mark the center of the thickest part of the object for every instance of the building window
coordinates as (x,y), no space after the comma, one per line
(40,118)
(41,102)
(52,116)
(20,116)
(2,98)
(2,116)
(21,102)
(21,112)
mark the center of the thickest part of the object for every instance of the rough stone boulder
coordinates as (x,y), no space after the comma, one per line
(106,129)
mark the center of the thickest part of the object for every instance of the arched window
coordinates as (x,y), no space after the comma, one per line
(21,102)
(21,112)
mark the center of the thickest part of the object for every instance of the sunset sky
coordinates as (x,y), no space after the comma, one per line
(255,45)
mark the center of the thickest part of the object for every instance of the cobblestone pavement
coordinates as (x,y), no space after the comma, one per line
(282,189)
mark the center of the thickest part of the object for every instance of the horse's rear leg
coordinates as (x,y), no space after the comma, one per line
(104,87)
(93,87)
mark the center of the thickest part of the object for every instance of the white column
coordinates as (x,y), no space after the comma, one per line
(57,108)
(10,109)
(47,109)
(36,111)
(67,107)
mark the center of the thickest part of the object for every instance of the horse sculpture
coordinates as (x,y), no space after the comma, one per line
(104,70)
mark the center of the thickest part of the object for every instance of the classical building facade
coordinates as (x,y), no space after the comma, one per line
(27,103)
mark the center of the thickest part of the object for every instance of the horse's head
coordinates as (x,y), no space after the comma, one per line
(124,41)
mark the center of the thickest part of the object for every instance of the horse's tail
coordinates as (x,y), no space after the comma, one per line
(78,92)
********************
== What is being asked ==
Output all the lines of the items above as a numbered list, leaving out any blank lines.

== Result of this exercise ==
1. mark the center of the thickest part of the object for every instance of the building window
2. coordinates as (x,y), no space after the comma, one per line
3. (40,118)
4. (41,102)
5. (52,116)
6. (20,116)
7. (2,98)
8. (2,116)
9. (21,102)
10. (21,112)
11. mark the center of the thickest part of the object for every instance of the rough stone boulder
12. coordinates as (x,y), no space after the comma, one per line
13. (106,129)
14. mark the center of the thickest part of the object for every instance of the arched window
15. coordinates as (x,y), no space after the comma, one per line
16. (21,102)
17. (21,112)
18. mark the center of the thickest part of the object for every instance of the sunset sky
19. coordinates as (x,y), no space after the comma, one per line
20. (255,45)
21. mark the center of the thickest part of the object for every instance of the cobblestone pavement
22. coordinates as (x,y), no space after the comma, one per line
23. (282,189)
24. mark the center of the thickest part of the object for every instance of the horse's rear leg
25. coordinates as (x,y), no space after the comma, one per line
26. (104,87)
27. (93,87)
28. mark the center of the thickest part of the object for every instance of the white column
29. coordinates as (x,y), no space after the comma, one per line
30. (57,108)
31. (10,109)
32. (47,109)
33. (36,111)
34. (67,107)
35. mark the center of the thickest part of the object for every instance of the horse sculpture
36. coordinates as (x,y), no space after the comma, one per line
37. (104,70)
38. mark the center of the thickest part of the object for every instance of the classical building facade
39. coordinates as (x,y), no space after the comma, one per line
40. (27,103)
41. mark the center of the thickest part of the object for every instance of the horse's head
42. coordinates as (x,y), no space after the comma, one per line
43. (124,41)
44. mark the center of the thickest part of the object for every instance of the horse's tail
45. coordinates as (x,y), no space after the comma, one per line
46. (78,92)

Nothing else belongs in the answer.